Records from a data collection
*** Begin section ***

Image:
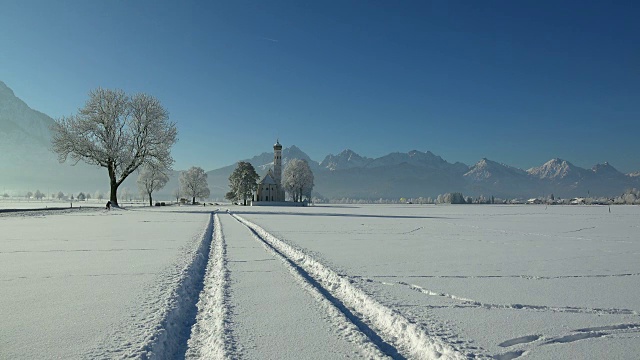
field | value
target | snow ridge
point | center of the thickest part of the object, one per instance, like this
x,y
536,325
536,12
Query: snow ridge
x,y
170,338
409,339
208,333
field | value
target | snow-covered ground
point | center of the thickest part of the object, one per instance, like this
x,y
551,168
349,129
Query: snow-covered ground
x,y
372,281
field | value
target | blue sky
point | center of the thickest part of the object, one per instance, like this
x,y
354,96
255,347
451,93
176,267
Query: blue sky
x,y
519,82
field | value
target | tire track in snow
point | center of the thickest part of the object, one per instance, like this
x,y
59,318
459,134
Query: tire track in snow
x,y
530,343
209,339
170,339
391,332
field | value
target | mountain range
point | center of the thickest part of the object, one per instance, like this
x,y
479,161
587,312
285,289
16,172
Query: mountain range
x,y
26,164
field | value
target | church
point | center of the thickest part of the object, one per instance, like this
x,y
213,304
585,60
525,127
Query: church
x,y
270,187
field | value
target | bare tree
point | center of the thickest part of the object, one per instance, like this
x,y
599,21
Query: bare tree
x,y
193,182
152,179
116,132
297,179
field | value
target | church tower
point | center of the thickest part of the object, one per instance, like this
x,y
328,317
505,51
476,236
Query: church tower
x,y
277,163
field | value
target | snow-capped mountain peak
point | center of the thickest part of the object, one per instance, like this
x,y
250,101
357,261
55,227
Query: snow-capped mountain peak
x,y
347,159
487,169
554,169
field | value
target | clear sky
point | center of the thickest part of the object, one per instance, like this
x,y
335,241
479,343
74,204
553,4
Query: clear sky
x,y
519,82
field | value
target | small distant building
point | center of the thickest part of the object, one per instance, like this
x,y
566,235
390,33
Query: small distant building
x,y
270,187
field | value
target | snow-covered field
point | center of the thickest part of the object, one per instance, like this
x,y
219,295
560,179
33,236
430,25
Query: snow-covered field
x,y
373,281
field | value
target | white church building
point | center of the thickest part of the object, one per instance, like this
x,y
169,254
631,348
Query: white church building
x,y
270,190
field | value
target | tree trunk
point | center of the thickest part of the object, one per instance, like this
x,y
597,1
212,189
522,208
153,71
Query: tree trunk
x,y
113,186
114,193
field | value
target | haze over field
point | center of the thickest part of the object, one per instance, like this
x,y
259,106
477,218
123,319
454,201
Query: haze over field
x,y
373,281
515,83
28,163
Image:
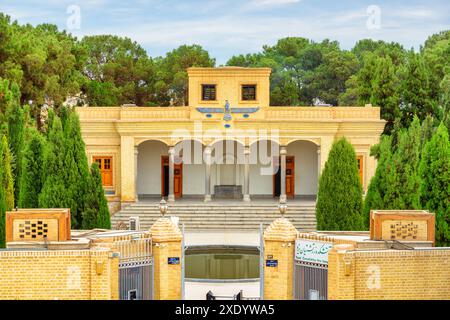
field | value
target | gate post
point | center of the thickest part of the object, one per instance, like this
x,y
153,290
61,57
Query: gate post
x,y
279,246
166,239
341,272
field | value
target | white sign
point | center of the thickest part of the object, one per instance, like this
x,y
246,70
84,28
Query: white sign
x,y
312,251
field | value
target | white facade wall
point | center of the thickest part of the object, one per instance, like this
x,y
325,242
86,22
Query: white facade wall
x,y
261,181
149,167
306,166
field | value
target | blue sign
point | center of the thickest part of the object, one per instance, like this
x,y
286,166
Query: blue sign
x,y
272,263
173,260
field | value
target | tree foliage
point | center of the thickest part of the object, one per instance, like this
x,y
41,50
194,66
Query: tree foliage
x,y
435,182
97,213
339,200
32,167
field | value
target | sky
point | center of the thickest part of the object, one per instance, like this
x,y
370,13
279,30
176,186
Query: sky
x,y
230,27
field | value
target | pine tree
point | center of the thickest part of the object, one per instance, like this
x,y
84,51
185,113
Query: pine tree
x,y
384,91
96,214
54,193
415,89
339,200
32,175
375,192
434,171
402,187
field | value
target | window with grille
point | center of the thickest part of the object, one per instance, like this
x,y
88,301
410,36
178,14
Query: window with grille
x,y
361,168
105,166
208,92
249,92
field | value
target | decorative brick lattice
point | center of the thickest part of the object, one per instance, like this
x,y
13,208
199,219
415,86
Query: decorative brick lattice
x,y
35,229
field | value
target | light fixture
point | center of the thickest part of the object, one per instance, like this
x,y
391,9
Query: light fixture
x,y
163,207
282,207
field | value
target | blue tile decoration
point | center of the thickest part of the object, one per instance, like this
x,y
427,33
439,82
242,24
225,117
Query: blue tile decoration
x,y
222,110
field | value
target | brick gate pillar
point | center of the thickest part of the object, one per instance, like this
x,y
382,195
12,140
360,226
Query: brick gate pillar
x,y
279,246
166,241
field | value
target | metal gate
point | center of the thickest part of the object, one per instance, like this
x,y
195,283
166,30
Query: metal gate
x,y
135,269
311,269
310,281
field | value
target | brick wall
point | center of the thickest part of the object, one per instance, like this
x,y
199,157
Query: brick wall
x,y
388,274
68,274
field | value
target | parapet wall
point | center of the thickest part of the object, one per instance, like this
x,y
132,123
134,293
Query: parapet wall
x,y
54,275
388,274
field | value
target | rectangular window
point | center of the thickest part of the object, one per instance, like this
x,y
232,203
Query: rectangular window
x,y
361,168
105,166
208,92
249,92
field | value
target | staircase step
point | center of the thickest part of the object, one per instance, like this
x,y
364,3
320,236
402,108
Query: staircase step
x,y
220,216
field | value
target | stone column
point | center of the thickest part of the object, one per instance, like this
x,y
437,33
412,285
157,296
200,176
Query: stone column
x,y
318,166
247,174
166,243
207,173
279,246
127,170
171,196
283,152
325,146
136,151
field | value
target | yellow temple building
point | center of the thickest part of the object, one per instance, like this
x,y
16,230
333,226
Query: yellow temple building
x,y
227,143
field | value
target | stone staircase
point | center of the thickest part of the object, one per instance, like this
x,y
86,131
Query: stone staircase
x,y
219,216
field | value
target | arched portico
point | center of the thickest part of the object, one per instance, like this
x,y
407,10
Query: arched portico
x,y
152,174
304,155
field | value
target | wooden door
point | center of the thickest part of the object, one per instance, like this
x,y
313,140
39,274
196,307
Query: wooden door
x,y
105,166
360,160
177,178
290,178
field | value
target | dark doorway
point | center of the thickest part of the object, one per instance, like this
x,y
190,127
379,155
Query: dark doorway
x,y
277,183
290,177
165,190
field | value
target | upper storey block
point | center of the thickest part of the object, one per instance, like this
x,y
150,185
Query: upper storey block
x,y
242,87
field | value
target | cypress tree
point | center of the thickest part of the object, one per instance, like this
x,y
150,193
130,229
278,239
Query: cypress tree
x,y
434,171
32,166
96,214
376,191
6,187
339,200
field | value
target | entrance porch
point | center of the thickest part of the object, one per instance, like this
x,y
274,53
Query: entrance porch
x,y
263,170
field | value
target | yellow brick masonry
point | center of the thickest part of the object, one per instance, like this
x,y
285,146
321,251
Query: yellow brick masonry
x,y
166,239
279,243
388,274
68,274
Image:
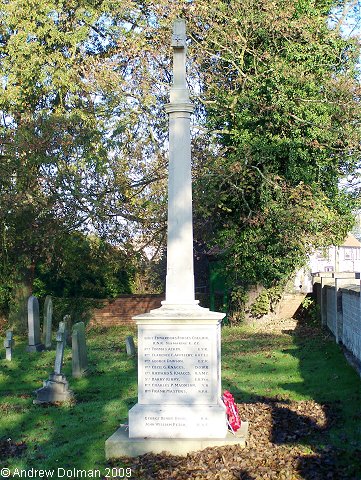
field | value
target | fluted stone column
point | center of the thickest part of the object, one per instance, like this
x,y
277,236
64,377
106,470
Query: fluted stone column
x,y
179,405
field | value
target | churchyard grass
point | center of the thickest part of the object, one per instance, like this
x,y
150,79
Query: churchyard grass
x,y
255,364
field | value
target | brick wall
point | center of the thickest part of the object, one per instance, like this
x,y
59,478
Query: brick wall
x,y
343,313
351,331
121,310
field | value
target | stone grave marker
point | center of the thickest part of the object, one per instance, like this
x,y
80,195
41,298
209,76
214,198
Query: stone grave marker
x,y
179,406
35,344
79,351
129,345
48,318
56,388
8,344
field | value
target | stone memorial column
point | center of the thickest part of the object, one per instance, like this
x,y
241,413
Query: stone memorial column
x,y
179,405
79,351
35,344
48,317
9,344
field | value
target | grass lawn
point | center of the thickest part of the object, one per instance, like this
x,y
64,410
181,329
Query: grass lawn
x,y
294,366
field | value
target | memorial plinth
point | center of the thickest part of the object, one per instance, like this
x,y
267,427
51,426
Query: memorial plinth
x,y
179,405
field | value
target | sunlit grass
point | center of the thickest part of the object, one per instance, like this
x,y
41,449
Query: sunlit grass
x,y
254,365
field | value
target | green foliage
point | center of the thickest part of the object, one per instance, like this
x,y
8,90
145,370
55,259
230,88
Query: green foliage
x,y
266,301
80,309
281,97
254,365
311,310
85,266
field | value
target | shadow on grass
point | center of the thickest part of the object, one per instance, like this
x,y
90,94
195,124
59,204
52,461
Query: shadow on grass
x,y
69,435
333,433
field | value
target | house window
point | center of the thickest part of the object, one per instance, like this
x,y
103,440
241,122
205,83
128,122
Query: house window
x,y
347,254
351,253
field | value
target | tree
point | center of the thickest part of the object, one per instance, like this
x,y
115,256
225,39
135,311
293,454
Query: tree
x,y
282,103
84,130
72,81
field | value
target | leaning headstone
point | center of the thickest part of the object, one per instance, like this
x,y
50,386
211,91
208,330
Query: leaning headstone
x,y
8,344
79,353
56,388
67,321
48,316
35,344
129,345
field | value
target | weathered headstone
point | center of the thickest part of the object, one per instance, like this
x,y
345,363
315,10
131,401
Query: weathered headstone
x,y
179,405
129,345
56,388
79,351
48,317
67,321
35,344
8,344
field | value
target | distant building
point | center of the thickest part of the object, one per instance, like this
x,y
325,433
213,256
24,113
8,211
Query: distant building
x,y
345,258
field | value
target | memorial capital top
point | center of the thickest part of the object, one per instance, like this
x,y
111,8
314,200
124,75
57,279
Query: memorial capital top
x,y
179,34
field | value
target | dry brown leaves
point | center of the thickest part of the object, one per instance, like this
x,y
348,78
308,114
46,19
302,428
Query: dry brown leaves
x,y
270,453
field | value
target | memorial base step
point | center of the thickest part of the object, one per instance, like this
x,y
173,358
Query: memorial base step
x,y
120,445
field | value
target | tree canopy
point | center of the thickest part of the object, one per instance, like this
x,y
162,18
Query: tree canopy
x,y
84,133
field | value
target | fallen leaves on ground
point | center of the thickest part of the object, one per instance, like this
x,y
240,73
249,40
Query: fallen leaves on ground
x,y
270,453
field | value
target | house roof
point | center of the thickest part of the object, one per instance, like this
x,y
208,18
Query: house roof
x,y
351,241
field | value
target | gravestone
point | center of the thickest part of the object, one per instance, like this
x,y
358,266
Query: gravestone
x,y
8,344
79,351
67,321
48,317
56,388
179,406
35,344
129,345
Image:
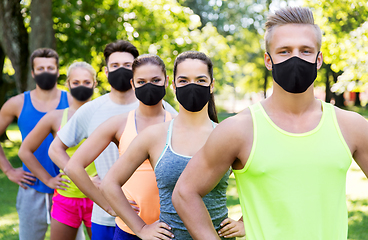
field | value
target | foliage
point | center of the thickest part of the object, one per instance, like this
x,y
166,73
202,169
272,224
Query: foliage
x,y
345,37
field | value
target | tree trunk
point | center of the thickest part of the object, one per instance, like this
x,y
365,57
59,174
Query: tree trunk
x,y
42,33
265,83
14,39
357,99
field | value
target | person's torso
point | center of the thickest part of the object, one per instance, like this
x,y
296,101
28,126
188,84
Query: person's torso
x,y
293,185
27,120
73,191
141,186
168,170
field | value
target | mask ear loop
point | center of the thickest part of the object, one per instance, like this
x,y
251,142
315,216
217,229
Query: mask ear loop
x,y
317,56
270,57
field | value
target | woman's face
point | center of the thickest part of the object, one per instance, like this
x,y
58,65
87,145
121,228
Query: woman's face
x,y
81,77
148,73
192,71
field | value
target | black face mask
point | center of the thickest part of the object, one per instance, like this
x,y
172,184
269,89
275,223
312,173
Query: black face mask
x,y
81,93
294,75
193,97
45,80
150,94
120,79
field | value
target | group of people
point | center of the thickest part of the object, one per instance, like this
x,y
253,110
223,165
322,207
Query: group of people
x,y
129,166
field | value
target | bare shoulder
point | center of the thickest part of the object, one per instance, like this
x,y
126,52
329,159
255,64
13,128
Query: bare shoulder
x,y
349,118
353,126
237,125
14,105
156,131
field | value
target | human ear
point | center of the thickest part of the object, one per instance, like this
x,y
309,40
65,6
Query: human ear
x,y
319,60
212,85
268,62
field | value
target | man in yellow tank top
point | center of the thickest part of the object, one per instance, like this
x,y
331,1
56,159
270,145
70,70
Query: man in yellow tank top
x,y
290,153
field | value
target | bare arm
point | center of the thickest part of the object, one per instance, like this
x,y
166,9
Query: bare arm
x,y
86,154
202,174
8,112
355,131
118,174
30,145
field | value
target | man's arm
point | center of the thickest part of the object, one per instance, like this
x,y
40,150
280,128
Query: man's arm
x,y
8,112
94,145
203,172
31,144
355,131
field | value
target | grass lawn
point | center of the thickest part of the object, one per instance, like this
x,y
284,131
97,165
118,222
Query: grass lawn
x,y
358,209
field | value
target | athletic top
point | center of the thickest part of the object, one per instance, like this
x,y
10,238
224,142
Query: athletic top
x,y
84,121
293,184
73,191
168,169
141,186
27,120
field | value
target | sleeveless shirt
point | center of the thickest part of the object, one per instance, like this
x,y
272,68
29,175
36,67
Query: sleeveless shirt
x,y
27,120
293,184
141,186
73,191
168,169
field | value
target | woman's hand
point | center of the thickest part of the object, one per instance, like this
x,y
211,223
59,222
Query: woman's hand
x,y
231,228
156,230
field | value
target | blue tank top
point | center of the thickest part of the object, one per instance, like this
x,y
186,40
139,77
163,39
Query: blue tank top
x,y
168,169
27,120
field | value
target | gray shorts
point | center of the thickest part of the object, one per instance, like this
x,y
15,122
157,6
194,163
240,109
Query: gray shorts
x,y
33,209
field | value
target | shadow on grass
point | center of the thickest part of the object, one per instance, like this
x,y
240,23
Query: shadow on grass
x,y
358,219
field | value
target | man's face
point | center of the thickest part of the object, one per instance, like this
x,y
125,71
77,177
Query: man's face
x,y
118,60
42,64
293,40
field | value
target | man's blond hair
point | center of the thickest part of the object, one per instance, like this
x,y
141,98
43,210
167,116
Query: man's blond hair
x,y
290,15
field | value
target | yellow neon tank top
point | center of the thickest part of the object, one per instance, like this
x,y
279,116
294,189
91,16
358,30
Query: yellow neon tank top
x,y
293,185
73,191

*** End section ***

What is needed is an exact copy of the lines from the beginning of the data through the line containing "target | tire track in snow", both included, without any pictures.

Image:
field | value
target | snow ridge
point | center of the thickest part of the object, one per instance, like this
x,y
536,325
536,12
Query: snow ridge
x,y
170,338
409,339
208,333
field | value
target | snow-covered ground
point | center of the thickest part of the object, one per instance, like this
x,y
551,168
349,129
Query: snow-covered ground
x,y
372,281
field | value
target | blue sky
point | center of the thickest part of the object, one per instance, like this
x,y
354,96
255,347
451,93
176,267
Query: blue sky
x,y
519,82
field | value
target | tire track in snow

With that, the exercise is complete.